DATA UNDER STUDY Start Marker

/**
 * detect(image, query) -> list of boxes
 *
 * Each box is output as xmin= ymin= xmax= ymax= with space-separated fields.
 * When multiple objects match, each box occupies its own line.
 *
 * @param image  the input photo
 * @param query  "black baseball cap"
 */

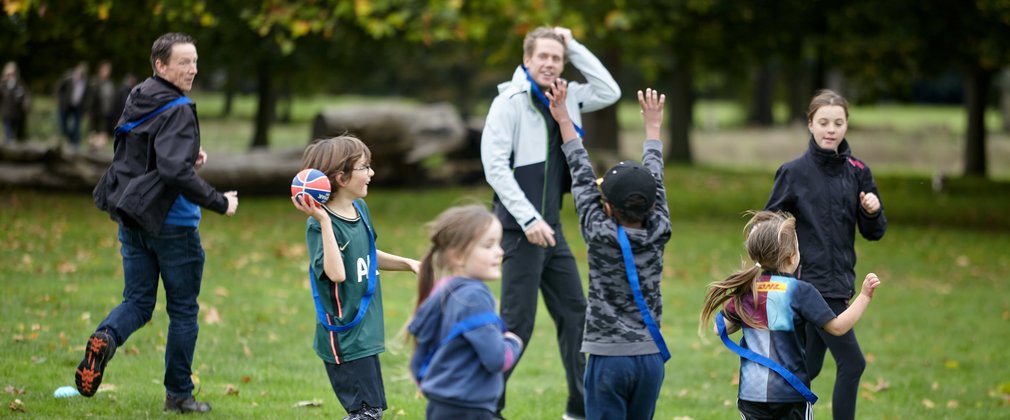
xmin=600 ymin=160 xmax=657 ymax=212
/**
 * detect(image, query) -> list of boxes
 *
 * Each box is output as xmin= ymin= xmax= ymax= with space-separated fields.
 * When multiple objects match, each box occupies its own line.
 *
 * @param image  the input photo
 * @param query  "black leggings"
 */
xmin=804 ymin=298 xmax=866 ymax=420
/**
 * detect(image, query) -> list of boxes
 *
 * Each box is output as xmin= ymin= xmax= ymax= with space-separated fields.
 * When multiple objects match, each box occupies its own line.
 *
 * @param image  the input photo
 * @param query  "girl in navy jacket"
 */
xmin=409 ymin=205 xmax=524 ymax=419
xmin=764 ymin=89 xmax=887 ymax=420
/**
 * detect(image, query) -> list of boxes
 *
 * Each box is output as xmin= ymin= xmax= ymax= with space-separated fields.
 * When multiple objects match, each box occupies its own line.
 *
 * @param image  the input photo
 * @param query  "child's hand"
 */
xmin=860 ymin=272 xmax=881 ymax=298
xmin=859 ymin=191 xmax=881 ymax=214
xmin=291 ymin=194 xmax=329 ymax=222
xmin=544 ymin=78 xmax=571 ymax=123
xmin=504 ymin=331 xmax=524 ymax=352
xmin=638 ymin=88 xmax=665 ymax=139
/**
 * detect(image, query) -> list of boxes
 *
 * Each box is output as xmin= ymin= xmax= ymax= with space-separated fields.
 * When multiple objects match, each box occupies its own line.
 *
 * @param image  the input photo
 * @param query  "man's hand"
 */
xmin=524 ymin=220 xmax=556 ymax=248
xmin=553 ymin=27 xmax=572 ymax=45
xmin=224 ymin=191 xmax=239 ymax=216
xmin=860 ymin=191 xmax=881 ymax=215
xmin=195 ymin=147 xmax=207 ymax=170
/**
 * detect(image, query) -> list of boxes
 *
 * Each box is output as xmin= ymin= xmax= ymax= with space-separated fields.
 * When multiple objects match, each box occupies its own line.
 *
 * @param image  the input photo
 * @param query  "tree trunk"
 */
xmin=251 ymin=57 xmax=275 ymax=150
xmin=964 ymin=65 xmax=991 ymax=177
xmin=222 ymin=66 xmax=236 ymax=117
xmin=582 ymin=47 xmax=620 ymax=152
xmin=666 ymin=56 xmax=693 ymax=164
xmin=749 ymin=61 xmax=776 ymax=126
xmin=785 ymin=56 xmax=810 ymax=125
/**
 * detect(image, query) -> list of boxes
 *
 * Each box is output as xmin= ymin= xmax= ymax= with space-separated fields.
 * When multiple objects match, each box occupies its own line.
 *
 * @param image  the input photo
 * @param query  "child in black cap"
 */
xmin=546 ymin=81 xmax=671 ymax=420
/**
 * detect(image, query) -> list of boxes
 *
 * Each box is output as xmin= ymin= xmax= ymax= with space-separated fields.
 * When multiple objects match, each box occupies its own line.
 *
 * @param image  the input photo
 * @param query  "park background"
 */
xmin=2 ymin=1 xmax=1009 ymax=419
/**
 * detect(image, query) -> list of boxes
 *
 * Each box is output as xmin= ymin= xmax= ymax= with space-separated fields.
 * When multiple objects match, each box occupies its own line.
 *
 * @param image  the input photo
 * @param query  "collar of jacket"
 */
xmin=806 ymin=136 xmax=851 ymax=174
xmin=151 ymin=74 xmax=186 ymax=96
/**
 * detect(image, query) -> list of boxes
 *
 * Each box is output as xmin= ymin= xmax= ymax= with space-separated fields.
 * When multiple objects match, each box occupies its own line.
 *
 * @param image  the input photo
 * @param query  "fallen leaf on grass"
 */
xmin=3 ymin=386 xmax=25 ymax=395
xmin=998 ymin=381 xmax=1010 ymax=395
xmin=922 ymin=398 xmax=936 ymax=409
xmin=947 ymin=400 xmax=959 ymax=408
xmin=944 ymin=359 xmax=960 ymax=369
xmin=8 ymin=398 xmax=25 ymax=412
xmin=293 ymin=399 xmax=323 ymax=408
xmin=224 ymin=384 xmax=239 ymax=396
xmin=215 ymin=287 xmax=229 ymax=298
xmin=203 ymin=307 xmax=222 ymax=325
xmin=241 ymin=376 xmax=251 ymax=384
xmin=58 ymin=261 xmax=77 ymax=274
xmin=860 ymin=377 xmax=890 ymax=393
xmin=97 ymin=383 xmax=117 ymax=393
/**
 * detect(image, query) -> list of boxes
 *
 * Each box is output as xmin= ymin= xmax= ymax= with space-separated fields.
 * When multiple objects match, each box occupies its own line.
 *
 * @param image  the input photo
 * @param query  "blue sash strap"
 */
xmin=523 ymin=66 xmax=585 ymax=138
xmin=716 ymin=312 xmax=818 ymax=404
xmin=116 ymin=96 xmax=193 ymax=135
xmin=307 ymin=201 xmax=378 ymax=333
xmin=616 ymin=226 xmax=670 ymax=362
xmin=416 ymin=311 xmax=504 ymax=382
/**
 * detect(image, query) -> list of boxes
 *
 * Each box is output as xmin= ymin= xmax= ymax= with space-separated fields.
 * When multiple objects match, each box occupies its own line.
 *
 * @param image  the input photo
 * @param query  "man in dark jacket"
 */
xmin=75 ymin=32 xmax=238 ymax=414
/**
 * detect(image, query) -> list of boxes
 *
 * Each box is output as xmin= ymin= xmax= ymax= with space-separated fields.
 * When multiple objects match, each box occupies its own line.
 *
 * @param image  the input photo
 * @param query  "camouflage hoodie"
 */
xmin=561 ymin=138 xmax=671 ymax=355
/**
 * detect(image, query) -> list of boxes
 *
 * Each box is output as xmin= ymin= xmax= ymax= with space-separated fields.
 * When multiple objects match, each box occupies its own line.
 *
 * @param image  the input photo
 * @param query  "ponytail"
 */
xmin=415 ymin=248 xmax=438 ymax=312
xmin=698 ymin=264 xmax=764 ymax=337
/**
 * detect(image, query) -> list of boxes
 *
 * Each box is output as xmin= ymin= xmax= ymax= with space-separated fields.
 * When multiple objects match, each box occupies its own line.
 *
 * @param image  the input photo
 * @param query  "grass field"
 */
xmin=2 ymin=164 xmax=1009 ymax=419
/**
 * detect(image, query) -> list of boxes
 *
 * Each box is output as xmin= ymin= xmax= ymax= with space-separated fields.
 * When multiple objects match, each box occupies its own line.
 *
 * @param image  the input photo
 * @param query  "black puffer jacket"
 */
xmin=94 ymin=76 xmax=227 ymax=231
xmin=765 ymin=137 xmax=887 ymax=299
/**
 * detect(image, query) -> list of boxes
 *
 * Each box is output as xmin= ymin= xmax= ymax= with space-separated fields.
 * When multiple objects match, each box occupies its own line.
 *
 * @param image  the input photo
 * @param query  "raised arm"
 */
xmin=638 ymin=89 xmax=668 ymax=221
xmin=561 ymin=29 xmax=620 ymax=112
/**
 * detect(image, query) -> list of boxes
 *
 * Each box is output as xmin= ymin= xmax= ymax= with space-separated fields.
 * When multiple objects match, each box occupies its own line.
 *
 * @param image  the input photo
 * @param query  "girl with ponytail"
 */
xmin=408 ymin=204 xmax=524 ymax=419
xmin=700 ymin=211 xmax=881 ymax=419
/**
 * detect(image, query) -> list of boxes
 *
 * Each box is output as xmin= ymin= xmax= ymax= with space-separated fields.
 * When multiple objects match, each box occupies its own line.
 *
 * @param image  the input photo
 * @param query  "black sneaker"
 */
xmin=164 ymin=394 xmax=212 ymax=413
xmin=74 ymin=330 xmax=116 ymax=397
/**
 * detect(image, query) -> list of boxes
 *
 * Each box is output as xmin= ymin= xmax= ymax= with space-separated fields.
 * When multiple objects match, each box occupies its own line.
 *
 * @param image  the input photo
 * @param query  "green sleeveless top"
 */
xmin=306 ymin=199 xmax=384 ymax=363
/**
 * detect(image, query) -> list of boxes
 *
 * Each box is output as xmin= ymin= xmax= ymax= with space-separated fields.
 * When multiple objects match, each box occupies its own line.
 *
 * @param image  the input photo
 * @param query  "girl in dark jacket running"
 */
xmin=764 ymin=89 xmax=888 ymax=420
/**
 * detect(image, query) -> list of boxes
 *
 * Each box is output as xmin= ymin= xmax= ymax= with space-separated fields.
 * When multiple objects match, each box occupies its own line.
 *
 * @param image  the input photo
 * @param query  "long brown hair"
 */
xmin=699 ymin=211 xmax=799 ymax=335
xmin=807 ymin=89 xmax=849 ymax=123
xmin=301 ymin=135 xmax=371 ymax=190
xmin=415 ymin=205 xmax=497 ymax=310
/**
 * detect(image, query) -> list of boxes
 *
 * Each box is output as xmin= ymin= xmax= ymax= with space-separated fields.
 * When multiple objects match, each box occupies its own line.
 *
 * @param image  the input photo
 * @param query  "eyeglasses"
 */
xmin=353 ymin=164 xmax=372 ymax=172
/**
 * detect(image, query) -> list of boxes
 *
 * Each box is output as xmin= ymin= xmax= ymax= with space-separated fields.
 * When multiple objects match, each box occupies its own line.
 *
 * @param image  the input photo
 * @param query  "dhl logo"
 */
xmin=756 ymin=282 xmax=787 ymax=292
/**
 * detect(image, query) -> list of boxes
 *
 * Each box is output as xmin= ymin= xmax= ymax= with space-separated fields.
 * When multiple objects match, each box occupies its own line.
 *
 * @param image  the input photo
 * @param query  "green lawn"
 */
xmin=2 ymin=166 xmax=1009 ymax=419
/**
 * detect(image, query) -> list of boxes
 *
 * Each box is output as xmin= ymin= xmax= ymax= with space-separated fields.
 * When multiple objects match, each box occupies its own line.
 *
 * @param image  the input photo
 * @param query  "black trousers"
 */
xmin=496 ymin=226 xmax=587 ymax=417
xmin=804 ymin=298 xmax=866 ymax=420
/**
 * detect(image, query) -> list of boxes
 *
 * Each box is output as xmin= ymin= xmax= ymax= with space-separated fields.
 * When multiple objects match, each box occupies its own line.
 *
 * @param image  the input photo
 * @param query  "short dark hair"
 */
xmin=150 ymin=32 xmax=195 ymax=75
xmin=607 ymin=194 xmax=652 ymax=225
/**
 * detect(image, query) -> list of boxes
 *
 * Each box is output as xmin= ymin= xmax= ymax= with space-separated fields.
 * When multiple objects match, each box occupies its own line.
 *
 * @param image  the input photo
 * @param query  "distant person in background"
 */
xmin=1 ymin=61 xmax=30 ymax=143
xmin=56 ymin=61 xmax=89 ymax=149
xmin=763 ymin=89 xmax=887 ymax=420
xmin=115 ymin=72 xmax=138 ymax=127
xmin=88 ymin=61 xmax=117 ymax=150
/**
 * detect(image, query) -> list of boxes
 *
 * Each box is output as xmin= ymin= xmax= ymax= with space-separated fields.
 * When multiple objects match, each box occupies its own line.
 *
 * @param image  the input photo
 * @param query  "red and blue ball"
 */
xmin=291 ymin=168 xmax=331 ymax=204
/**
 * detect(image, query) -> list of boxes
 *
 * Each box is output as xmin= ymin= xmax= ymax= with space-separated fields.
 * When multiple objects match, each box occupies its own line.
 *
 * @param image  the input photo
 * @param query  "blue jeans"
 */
xmin=97 ymin=224 xmax=205 ymax=398
xmin=59 ymin=106 xmax=83 ymax=146
xmin=584 ymin=354 xmax=665 ymax=420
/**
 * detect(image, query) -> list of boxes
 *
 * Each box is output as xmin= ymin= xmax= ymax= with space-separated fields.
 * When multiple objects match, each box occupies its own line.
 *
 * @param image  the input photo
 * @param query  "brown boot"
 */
xmin=164 ymin=394 xmax=212 ymax=413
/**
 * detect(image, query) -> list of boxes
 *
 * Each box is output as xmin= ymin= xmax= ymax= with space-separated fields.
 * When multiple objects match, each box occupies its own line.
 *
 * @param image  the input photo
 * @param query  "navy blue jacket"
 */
xmin=408 ymin=277 xmax=522 ymax=411
xmin=765 ymin=138 xmax=887 ymax=299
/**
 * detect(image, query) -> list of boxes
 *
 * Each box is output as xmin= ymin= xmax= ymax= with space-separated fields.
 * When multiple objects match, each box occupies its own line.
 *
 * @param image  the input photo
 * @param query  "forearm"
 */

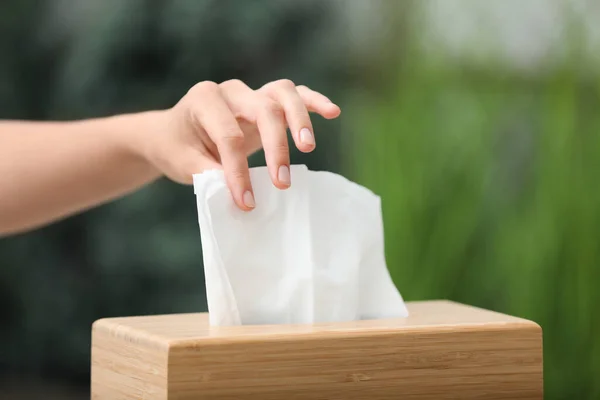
xmin=0 ymin=111 xmax=165 ymax=236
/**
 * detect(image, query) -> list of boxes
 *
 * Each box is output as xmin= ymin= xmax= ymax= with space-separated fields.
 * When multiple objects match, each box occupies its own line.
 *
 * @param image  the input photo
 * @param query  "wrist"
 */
xmin=110 ymin=109 xmax=169 ymax=179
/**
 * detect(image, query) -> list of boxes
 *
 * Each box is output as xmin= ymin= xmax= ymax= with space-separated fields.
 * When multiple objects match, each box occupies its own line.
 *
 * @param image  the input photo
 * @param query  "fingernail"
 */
xmin=242 ymin=191 xmax=255 ymax=208
xmin=300 ymin=128 xmax=315 ymax=146
xmin=278 ymin=165 xmax=291 ymax=186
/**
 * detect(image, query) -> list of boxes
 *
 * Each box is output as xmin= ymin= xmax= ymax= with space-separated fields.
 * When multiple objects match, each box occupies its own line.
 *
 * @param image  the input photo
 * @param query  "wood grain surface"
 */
xmin=91 ymin=300 xmax=543 ymax=399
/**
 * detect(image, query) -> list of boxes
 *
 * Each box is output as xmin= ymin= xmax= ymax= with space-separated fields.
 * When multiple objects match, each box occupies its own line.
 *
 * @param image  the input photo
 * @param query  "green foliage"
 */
xmin=348 ymin=46 xmax=600 ymax=400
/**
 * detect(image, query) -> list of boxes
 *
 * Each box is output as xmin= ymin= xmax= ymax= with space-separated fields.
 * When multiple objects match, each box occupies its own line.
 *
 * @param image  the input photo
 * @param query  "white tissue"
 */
xmin=193 ymin=164 xmax=408 ymax=326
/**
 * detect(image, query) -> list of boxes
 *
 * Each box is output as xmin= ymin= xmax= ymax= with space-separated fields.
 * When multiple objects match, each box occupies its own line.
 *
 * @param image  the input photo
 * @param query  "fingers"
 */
xmin=262 ymin=80 xmax=342 ymax=153
xmin=182 ymin=80 xmax=340 ymax=211
xmin=221 ymin=79 xmax=291 ymax=190
xmin=255 ymin=98 xmax=291 ymax=188
xmin=296 ymin=85 xmax=341 ymax=119
xmin=262 ymin=79 xmax=315 ymax=153
xmin=187 ymin=81 xmax=254 ymax=211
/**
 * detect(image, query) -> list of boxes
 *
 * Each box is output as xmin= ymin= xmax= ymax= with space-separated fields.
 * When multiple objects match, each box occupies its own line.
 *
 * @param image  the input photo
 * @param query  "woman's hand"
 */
xmin=0 ymin=78 xmax=339 ymax=235
xmin=142 ymin=79 xmax=341 ymax=210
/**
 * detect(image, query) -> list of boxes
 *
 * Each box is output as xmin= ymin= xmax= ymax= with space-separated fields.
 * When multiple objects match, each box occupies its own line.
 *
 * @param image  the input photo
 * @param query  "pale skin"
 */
xmin=0 ymin=79 xmax=341 ymax=236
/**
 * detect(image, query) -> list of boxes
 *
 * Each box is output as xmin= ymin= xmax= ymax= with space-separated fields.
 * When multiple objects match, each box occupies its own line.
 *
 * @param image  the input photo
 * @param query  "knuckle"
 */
xmin=261 ymin=98 xmax=284 ymax=118
xmin=292 ymin=109 xmax=310 ymax=122
xmin=261 ymin=79 xmax=295 ymax=94
xmin=189 ymin=80 xmax=219 ymax=97
xmin=276 ymin=78 xmax=296 ymax=89
xmin=218 ymin=130 xmax=245 ymax=149
xmin=227 ymin=167 xmax=247 ymax=182
xmin=271 ymin=142 xmax=290 ymax=159
xmin=296 ymin=84 xmax=308 ymax=91
xmin=220 ymin=79 xmax=245 ymax=90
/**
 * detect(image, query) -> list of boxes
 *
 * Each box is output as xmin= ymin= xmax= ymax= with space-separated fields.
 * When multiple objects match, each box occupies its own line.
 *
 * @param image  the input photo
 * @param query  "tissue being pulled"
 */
xmin=193 ymin=165 xmax=408 ymax=326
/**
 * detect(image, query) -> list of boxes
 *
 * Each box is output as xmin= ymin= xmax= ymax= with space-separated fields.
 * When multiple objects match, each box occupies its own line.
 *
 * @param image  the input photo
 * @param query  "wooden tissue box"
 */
xmin=91 ymin=300 xmax=543 ymax=399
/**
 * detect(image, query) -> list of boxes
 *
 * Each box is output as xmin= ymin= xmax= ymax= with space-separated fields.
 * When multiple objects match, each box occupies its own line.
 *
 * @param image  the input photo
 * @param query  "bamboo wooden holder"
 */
xmin=91 ymin=300 xmax=543 ymax=399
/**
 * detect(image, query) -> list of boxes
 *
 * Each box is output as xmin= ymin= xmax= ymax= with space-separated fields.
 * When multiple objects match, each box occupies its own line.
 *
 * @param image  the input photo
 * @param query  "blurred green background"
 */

DATA UNDER STUDY End Marker

TASK STATEMENT
Return every line of the entries above that the string "child" appears in.

RESPONSE TO THIS EXERCISE
 * @param query  "child's hand"
 * @param query  "child in black cap"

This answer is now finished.